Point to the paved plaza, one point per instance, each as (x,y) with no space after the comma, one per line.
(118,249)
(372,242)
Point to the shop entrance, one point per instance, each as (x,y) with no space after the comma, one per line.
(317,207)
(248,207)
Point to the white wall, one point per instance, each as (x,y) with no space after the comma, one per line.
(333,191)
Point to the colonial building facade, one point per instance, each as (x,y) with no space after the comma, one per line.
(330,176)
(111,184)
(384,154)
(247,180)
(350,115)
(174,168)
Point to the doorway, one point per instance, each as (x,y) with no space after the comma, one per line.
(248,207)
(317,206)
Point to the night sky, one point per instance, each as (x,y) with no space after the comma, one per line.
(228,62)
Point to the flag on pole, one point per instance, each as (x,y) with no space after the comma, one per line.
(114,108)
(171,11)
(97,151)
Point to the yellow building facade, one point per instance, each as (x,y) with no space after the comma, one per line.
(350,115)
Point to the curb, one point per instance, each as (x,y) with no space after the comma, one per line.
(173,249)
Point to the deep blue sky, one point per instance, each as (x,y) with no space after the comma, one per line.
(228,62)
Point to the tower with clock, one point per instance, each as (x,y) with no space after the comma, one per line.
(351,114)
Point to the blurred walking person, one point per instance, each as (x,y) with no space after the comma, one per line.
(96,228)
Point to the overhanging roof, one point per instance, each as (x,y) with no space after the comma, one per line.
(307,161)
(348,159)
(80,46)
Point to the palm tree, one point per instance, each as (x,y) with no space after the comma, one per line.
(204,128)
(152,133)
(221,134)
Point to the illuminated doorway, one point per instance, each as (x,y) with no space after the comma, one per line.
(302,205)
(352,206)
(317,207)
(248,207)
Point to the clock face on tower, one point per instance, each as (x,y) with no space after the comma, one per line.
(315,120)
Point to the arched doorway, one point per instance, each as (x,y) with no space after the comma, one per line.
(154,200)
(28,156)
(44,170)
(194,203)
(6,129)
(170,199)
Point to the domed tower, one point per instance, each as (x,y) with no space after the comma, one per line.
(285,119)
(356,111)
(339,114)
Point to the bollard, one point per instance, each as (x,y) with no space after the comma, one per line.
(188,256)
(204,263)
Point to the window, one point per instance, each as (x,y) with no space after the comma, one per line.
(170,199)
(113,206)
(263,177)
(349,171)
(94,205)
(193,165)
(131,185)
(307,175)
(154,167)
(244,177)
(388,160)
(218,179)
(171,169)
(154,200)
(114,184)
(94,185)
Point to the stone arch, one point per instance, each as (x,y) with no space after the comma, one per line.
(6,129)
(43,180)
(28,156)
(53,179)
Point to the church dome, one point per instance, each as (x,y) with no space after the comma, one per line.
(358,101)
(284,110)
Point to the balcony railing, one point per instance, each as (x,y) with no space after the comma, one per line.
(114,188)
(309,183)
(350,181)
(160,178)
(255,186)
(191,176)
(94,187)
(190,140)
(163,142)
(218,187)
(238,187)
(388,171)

(What is needed)
Rewrite every item above, changing "one point per instance" to "one point for each instance" wherever it occurs and leaving everything else untouched.

(Result of this task)
Point to the paved plaza, one point for each instance, each as (x,y) with no space after the comma, one per line.
(118,249)
(372,242)
Point to the shop entrance, one point for each instance, each as (x,y) with no space after the comma, one per line.
(317,207)
(248,207)
Point to the white wall, one point for each instance, each as (x,y) with no space after the comma, one per line.
(333,191)
Point to the colonial building facade, one point for each instance, each as (x,y) with no space after the comma, one per line.
(330,176)
(111,184)
(384,154)
(247,180)
(350,115)
(174,168)
Point to the doorway, one point for each instance, each as (x,y) with no space after the comma, one per line.
(248,207)
(317,206)
Point to the night sky, one point for each instance, each as (x,y) with no space after the comma, one per line.
(228,62)
Point to the flag on pole, one point for each instance, each as (x,y) with no space after the comma, one per line.
(114,108)
(171,11)
(97,151)
Point to the yellow building facade, one point for each instance, each as (x,y) with no space after the comma, one per line.
(350,115)
Point to the curb, one point for each instance, each as (x,y) with no space after the comma, one per line.
(173,249)
Point to the deep blue sky, one point for each instance, each as (x,y) with no space after the comma, one per line.
(228,62)
Point to the tower with clock, one point for each instance, each as (x,y) with no space after the comma, one per line.
(351,114)
Point to the blurred walking person, one point for each instance, each as (x,y) with no space after the comma, one per line.
(96,228)
Point to the overhanging roof, one point for each instance, each as (x,y) with no space after the comma, one per line.
(307,161)
(348,159)
(80,46)
Point to the palm tree, one point for each instance, each as (x,y) with no space after the comma, one per line.
(204,128)
(152,133)
(221,134)
Point to the illuminated doorway, one point for each instance, each as (x,y) with no space after the comma, one per line.
(302,205)
(352,206)
(317,207)
(248,207)
Point to the clock face on tower, one point for each instance, each as (x,y) with no space after the comma, one per line.
(315,120)
Point to the arched doorway, one point for each instance, each as (x,y) with no space after the comma, one per line.
(154,200)
(28,156)
(44,170)
(194,203)
(6,129)
(170,199)
Point to the domed tower, one point for each instance, each as (x,y) with no space after the comma, one per line.
(285,119)
(356,111)
(339,114)
Point to the bollard, one point for each instance, each as (x,y) with no space after the comma, one per line.
(188,256)
(204,263)
Point to the window, one point for each instance, each as (x,y) with no space after the comma, one per line.
(170,199)
(113,206)
(263,177)
(349,171)
(94,205)
(193,165)
(131,185)
(307,175)
(154,167)
(244,177)
(388,160)
(218,179)
(171,169)
(154,200)
(114,184)
(94,185)
Point to the stone arch, one point for each instance, each as (x,y) with no space after the comma, one per line.
(6,129)
(43,180)
(28,156)
(53,179)
Point to the church dome, one point for each instance, each as (x,y) with no space after the comma, one per line.
(358,101)
(284,110)
Point to the balcony railing, one point for each instance, each as (x,y) with no space after the comma, one per line.
(114,188)
(309,183)
(350,181)
(160,178)
(255,186)
(191,176)
(94,187)
(190,140)
(163,142)
(218,187)
(238,187)
(388,171)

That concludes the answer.